» TRECHO DO TEXTO
+-------+
O que é a mumificação e como este processo era feito?

Adriana Tinoco
Múmia do Faraó Ramsés IV. Imagem: AFP

O processo de mumificação dos mortos começou no Egito antigo, 3.500 AEC. A palavra múmia vem do latim mumia, que é derivado da palavra persa mum. Mum, por sua vez, significa ‘cera’ e refere-se a um cadáver embalsamado parecer feito de cera. 

A mumificação e a vida após a morte

A ideia de mumificar os mortos provavelmente surgiu para a preservação dos corpos nas areias áridas do país. Dessa maneira, os primeiros túmulos do período Badarian (cerca de 5000 AEC) continham oferendas de alimentos e bens preciosos, o que sugere uma crença na vida após a morte. Porém, os cadáveres não foram mumificados artificialmente.

Esses túmulos eram retangulares ou ovais, rasos, nos quais um cadáver era colocado no lado esquerdo, geralmente em posição fetal. Como os túmulos eram considerados o local de descanso final do falecido, em alguns locais, por exemplo, na Mesopotâmia, ficavam dentro ou perto da casa da família.
+-------+
Dados de anotação por pontos
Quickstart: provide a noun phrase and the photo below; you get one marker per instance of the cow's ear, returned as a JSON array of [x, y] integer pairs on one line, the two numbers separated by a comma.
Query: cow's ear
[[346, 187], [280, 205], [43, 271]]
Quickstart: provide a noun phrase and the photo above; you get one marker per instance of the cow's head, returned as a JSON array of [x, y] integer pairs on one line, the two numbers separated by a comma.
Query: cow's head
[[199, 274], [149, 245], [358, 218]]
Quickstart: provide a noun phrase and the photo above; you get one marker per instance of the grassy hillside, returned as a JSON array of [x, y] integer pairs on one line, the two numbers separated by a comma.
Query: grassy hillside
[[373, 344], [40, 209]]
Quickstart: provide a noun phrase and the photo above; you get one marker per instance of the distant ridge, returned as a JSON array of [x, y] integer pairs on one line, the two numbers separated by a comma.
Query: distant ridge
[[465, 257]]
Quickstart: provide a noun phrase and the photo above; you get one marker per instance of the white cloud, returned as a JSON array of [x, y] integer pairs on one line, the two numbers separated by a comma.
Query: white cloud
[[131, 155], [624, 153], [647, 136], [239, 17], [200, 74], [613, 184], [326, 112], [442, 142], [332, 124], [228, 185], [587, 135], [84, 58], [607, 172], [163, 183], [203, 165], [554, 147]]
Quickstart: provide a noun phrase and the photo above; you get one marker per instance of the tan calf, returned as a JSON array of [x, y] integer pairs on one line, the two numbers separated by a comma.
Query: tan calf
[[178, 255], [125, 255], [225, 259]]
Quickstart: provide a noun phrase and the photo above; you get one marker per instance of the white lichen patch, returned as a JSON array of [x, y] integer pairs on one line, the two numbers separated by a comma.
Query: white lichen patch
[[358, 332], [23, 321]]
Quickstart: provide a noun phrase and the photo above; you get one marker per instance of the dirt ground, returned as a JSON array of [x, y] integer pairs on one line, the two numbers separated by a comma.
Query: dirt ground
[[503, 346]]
+-------+
» EXERCÍCIO ESCRITO 1
Segundo o texto sobre a mumificação, por que em alguns lugares, como a Mesopotâmia, os túmulos ficavam dentro ou perto da casa da família? Explique em uma a três frases.
» EXERCÍCIO ESCRITO 2
Transcreva do texto sobre a mumificação o trecho que começa em "O que é a mumificação" e vai até "feito de cera.".

» RESPOSTA ESCRITA 1
Os túmulos eram considerados o local de descanso final do falecido. Por isso, em alguns lugares, como a Mesopotâmia, ficavam dentro ou perto da casa da família.

» RESPOSTA ESCRITA 2
O que é a mumificação e como este processo era feito?

Adriana Tinoco
Múmia do Faraó Ramsés IV. Imagem: AFP

O processo de mumificação dos mortos começou no Egito antigo, 3.500 AEC. A palavra múmia vem do latim mumia, que é derivado da palavra persa mum. Mum, por sua vez, significa ‘cera’ e refere-se a um cadáver embalsamado parecer feito de cera.